[Excerpts of location labeling items]
+ + + + + + +

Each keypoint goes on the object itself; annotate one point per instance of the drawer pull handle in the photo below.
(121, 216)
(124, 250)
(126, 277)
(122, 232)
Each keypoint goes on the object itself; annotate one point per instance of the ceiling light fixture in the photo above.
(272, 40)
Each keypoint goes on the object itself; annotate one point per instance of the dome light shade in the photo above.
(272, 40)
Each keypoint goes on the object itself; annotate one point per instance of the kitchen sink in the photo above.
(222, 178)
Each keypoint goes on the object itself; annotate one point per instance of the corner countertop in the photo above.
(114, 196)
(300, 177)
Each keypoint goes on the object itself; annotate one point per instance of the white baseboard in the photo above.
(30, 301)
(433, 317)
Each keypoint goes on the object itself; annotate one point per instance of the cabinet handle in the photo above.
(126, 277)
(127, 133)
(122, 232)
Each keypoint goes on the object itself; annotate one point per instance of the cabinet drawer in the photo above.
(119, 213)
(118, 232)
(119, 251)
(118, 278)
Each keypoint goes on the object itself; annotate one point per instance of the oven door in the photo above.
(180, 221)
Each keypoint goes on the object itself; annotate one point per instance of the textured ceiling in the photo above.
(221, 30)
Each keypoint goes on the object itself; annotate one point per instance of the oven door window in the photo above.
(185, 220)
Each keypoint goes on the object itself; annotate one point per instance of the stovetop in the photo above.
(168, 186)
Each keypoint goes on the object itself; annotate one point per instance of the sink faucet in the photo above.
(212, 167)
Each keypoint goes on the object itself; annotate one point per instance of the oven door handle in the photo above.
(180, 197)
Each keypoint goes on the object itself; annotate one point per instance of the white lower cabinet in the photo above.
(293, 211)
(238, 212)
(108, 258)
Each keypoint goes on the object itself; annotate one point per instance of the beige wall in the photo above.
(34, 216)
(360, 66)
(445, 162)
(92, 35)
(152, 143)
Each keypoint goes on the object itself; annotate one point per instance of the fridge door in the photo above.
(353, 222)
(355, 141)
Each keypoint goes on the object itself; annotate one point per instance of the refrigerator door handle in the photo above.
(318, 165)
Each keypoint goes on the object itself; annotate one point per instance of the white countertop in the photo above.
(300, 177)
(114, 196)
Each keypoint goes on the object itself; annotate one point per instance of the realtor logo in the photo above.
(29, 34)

+ + + + + + +

Can you write out again every line from the one holding "fridge door in the photo above." through the end of the items, inclusive, keeping the wording of each item and increasing every coordinate value in the answers by 46?

Each keypoint goes on the object itself; annotate one point per instance of the fridge door in the photo above.
(399, 268)
(401, 187)
Each keypoint goes on the object itself; annotate one point per instance of the refrigerator door handle in the photo above.
(364, 211)
Each keypoint goes on the object itself; annotate one point per instance of the white countertop in the photo above.
(346, 223)
(160, 242)
Each keypoint goes on the object itself; annotate one point per instance of the realtor logo in the photo above.
(75, 80)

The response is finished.